* **掲載本文**
________
第四十六回「兄弟の絆」(11月17日放送) 
◇脚本:仲倉重郎
◇演出:榎戸崇泰

◇アヴァン・タイトル◇

  師直のクーデターによる政変のまとめ。直義の失脚と将軍の後継者・義詮への一本化が固まる一方、直冬は実父尊氏・異母兄弟義詮への憎悪に燃え、直義派の武将たちも巻き返しを図っている。


◎出 演◎

真田広之(足利尊氏)

沢口靖子(登子)

大地康雄(一色右馬介)

高嶋政伸(足利直義)

片岡孝太郎(足利義詮) 

筒井道隆(足利直冬)

麿赤児(文観) 田武謙三(夢窓国師)
森口瑶子(二条の君) 内山森彦(石塔頼房)
渡辺寛二(大高重成) 樫葉武司(南宗継)
加持健太郎(少弐頼尚) 山崎満(洞院公賢)

柄本明(高師直)

塩見三省(高師泰)

久保忠郎(畠山国清) 佐々木正明(越智伊賀守)  渡辺博貴(後村上天皇)
蓮見領(大友氏時) 舟久保信之(阿蘇惟時)  美里ルイ(女官)
片岡たか志(急使) 中川歩・木村幸人(近習)  中村麻沙希(重臣)
山浦栄・村添豊徳・須藤芳雄(重臣) 苑村美月(直冬の花嫁)
   
若駒スタントグループ クサマライディングクラブ
ジャパンアクションクラブ 早川プロ 園田塾 劇団ひまわり 劇団いろは

陣内孝則(佐々木道誉)

原田美枝子(阿野廉子)

近藤正臣(北畠親房)



◎スタッフ◎

○制作:一柳邦久○美術:稲葉一寿○技術:小林稔○音響効果:加藤宏○撮影:川邨亮○照明:大西純夫○音声:大塚茂夫○記録・編集:津崎昭子 



◇本編内容◇

 九州へ逃れた足利直冬は九州の土豪たちの支援を受けて挙兵した。その勢いは中国地方でもこれに呼応する者が出るほどであった。
 観応元年6月、事態を重く見た幕府では直冬討伐軍の派遣が決まり、高師泰が石見への出陣を自ら買って出る。しかし全ては 高師直と師泰らが勝手に決めてしまい、幕府の政治を預かっているはずの義詮には一言の相談も無く、決定後に事後承諾だけ取りに来たのであった。義詮は不満を感じながらもそれを受け入れるしかない。
________
* **短い練習 1**
一覧から、「dish」という語を含む行をすべて書き出しなさい。
本文と一覧は互いに無関係である。
________
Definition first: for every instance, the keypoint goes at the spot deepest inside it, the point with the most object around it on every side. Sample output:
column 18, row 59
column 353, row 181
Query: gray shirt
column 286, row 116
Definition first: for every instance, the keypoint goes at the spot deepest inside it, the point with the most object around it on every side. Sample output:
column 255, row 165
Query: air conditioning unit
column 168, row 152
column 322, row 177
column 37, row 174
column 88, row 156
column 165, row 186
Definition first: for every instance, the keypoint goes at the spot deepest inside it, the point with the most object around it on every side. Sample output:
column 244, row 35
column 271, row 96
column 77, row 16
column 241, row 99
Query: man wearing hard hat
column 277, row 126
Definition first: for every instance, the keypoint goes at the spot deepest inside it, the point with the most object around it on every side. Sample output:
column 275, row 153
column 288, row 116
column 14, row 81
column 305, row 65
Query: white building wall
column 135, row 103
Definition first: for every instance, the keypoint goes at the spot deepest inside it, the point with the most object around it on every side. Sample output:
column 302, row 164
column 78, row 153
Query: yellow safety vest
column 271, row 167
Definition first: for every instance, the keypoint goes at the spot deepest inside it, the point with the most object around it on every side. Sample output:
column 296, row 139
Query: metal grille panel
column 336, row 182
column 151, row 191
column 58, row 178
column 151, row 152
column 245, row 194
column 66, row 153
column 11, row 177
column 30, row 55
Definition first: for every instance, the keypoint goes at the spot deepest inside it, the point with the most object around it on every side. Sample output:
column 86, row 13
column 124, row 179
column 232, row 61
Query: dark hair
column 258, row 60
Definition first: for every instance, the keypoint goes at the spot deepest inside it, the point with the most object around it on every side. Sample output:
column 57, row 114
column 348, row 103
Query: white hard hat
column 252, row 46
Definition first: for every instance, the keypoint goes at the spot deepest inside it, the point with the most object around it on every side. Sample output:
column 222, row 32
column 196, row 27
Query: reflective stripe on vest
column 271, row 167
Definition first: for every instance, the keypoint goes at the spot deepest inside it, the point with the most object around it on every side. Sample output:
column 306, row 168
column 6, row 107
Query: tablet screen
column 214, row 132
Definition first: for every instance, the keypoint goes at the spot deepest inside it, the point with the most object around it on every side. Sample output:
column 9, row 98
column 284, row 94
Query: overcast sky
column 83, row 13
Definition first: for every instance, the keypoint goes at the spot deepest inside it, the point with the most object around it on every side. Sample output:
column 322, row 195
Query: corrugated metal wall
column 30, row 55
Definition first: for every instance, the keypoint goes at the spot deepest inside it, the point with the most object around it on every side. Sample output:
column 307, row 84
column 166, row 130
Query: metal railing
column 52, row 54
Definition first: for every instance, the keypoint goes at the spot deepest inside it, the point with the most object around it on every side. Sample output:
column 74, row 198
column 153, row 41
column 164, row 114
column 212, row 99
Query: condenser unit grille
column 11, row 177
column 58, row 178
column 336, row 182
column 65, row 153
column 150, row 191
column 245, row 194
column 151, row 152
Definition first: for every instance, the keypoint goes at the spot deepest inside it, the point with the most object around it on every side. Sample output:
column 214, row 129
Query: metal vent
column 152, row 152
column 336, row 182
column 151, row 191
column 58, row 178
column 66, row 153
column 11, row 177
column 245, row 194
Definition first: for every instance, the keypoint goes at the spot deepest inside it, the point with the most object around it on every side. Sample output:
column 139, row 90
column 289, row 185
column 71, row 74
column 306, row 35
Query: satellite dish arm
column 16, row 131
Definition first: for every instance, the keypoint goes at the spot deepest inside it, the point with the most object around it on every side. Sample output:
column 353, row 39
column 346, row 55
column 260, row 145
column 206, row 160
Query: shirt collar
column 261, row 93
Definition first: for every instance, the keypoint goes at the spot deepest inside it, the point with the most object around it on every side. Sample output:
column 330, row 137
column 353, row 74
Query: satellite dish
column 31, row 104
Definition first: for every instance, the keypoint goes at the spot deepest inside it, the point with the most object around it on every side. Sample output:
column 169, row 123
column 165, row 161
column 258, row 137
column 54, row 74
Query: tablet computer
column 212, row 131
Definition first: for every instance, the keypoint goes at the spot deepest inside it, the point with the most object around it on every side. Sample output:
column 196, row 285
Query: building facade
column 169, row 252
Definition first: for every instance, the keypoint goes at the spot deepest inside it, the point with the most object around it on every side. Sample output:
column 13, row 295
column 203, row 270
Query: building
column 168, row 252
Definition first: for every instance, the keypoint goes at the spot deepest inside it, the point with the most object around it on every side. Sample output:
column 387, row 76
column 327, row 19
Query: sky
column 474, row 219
________
* **短い練習 2**
本文によると、石見への出陣を自ら買って出た人物は誰か答えなさい。

* **完全な解答 1**
Query: satellite dish arm
Query: satellite dish

* **完全な解答 2**
高師泰